Exercise prompt
Recast the lines between the one holding "Query: truck shadow" and the one holding "80 107 L 93", inclusive, as a two-column CSV headed input and output. Give one row for each block of text and its answer, with the text in input and the answer in output, each as a single quoted field with line breaks replaced by spaces.
== Rows
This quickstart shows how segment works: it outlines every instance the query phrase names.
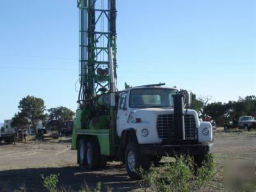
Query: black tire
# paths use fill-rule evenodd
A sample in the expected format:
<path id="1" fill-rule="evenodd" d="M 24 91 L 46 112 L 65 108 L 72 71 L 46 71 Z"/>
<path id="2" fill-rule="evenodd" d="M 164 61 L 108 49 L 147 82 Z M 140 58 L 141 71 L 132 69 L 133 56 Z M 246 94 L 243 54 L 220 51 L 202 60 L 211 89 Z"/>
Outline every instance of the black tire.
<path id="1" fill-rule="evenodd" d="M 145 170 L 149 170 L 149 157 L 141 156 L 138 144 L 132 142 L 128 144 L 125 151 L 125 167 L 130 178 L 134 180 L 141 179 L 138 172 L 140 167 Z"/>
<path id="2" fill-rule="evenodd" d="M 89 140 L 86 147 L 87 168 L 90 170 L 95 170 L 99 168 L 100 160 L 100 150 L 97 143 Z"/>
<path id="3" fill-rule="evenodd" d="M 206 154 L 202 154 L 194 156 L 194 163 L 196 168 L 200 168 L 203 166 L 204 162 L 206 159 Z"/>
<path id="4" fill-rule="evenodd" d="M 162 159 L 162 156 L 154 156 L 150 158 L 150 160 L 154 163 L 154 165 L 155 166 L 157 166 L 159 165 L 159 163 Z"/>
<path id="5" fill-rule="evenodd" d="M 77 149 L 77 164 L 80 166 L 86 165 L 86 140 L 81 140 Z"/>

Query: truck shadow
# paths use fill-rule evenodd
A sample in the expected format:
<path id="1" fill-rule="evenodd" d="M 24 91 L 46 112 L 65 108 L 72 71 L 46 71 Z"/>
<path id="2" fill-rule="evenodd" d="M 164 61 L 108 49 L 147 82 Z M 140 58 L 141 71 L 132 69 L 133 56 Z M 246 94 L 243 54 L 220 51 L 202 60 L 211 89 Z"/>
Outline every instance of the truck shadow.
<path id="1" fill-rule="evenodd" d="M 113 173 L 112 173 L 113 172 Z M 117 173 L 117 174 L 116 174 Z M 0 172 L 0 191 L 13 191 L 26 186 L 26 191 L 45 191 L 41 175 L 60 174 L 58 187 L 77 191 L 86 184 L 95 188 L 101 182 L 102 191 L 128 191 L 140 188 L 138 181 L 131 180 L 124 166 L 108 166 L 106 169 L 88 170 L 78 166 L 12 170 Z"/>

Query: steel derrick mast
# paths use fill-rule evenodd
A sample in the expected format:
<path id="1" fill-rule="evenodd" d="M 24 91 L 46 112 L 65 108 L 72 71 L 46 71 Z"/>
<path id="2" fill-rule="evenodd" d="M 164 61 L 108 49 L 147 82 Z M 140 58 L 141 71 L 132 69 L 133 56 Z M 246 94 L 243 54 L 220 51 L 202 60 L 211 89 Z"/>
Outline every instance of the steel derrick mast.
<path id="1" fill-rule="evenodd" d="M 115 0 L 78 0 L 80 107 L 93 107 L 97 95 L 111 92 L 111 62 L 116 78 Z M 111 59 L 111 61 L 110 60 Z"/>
====
== Rows
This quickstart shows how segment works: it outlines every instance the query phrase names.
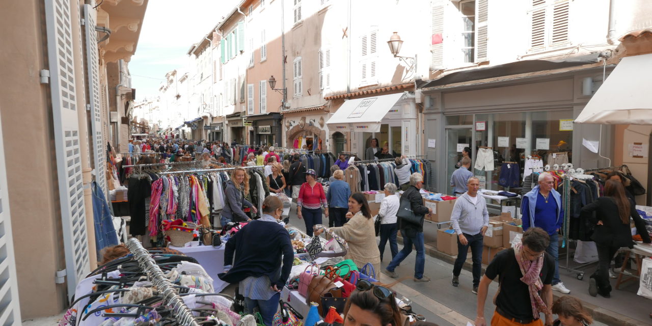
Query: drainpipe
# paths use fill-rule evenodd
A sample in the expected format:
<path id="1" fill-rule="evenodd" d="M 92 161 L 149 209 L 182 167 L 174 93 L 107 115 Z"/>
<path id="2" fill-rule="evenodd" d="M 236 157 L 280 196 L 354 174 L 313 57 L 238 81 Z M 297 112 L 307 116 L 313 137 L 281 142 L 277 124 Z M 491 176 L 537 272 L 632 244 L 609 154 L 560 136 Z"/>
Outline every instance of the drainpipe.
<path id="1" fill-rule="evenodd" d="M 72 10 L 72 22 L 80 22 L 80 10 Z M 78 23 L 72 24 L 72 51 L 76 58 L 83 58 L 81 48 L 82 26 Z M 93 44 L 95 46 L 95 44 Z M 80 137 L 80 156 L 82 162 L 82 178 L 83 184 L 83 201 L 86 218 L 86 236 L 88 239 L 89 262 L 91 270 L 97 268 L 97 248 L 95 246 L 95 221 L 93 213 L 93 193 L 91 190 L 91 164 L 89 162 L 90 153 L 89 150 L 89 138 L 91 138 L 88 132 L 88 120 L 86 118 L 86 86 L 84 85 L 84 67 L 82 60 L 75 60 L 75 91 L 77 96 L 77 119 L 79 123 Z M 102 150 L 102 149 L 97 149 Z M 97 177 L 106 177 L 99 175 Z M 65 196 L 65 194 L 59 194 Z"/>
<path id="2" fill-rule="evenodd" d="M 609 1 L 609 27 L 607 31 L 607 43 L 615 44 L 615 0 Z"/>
====
Correct result
input,output
"Query: truck shadow # paths use fill-rule evenodd A sample in the expected format: <path id=""1"" fill-rule=""evenodd"" d=""M 24 91 L 46 112 L 65 108 L 72 71 L 46 71 Z""/> <path id=""2"" fill-rule=""evenodd"" d=""M 164 61 L 108 49 L 147 82 Z M 140 58 L 141 71 L 132 69 L 133 56 Z M 246 94 L 243 54 L 220 51 L 202 60 L 211 89 Z""/> Outline every instance of the truck shadow.","<path id=""1"" fill-rule=""evenodd"" d=""M 113 173 L 112 173 L 113 172 Z M 117 173 L 117 174 L 116 174 Z M 0 172 L 0 191 L 13 191 L 26 186 L 26 191 L 45 191 L 41 175 L 60 174 L 58 187 L 77 191 L 86 184 L 95 188 L 101 182 L 102 191 L 128 191 L 140 188 L 138 181 L 131 180 L 124 166 L 108 166 L 106 169 L 88 170 L 78 166 L 12 170 Z""/>"
"Query: steel derrick mast # paths use fill-rule evenodd A sample in the expected format: <path id=""1"" fill-rule=""evenodd"" d=""M 24 91 L 46 112 L 65 108 L 72 71 L 46 71 Z""/> <path id=""2"" fill-rule=""evenodd"" d=""M 164 61 L 108 49 L 147 82 Z M 140 58 L 141 71 L 132 69 L 133 56 Z M 246 94 L 243 54 L 220 51 L 202 60 L 211 89 Z""/> Outline every instance of the steel derrick mast.","<path id=""1"" fill-rule=""evenodd"" d=""M 115 0 L 78 0 L 80 107 L 93 107 L 97 95 L 111 92 L 111 62 L 116 78 Z M 111 59 L 111 61 L 110 60 Z""/>"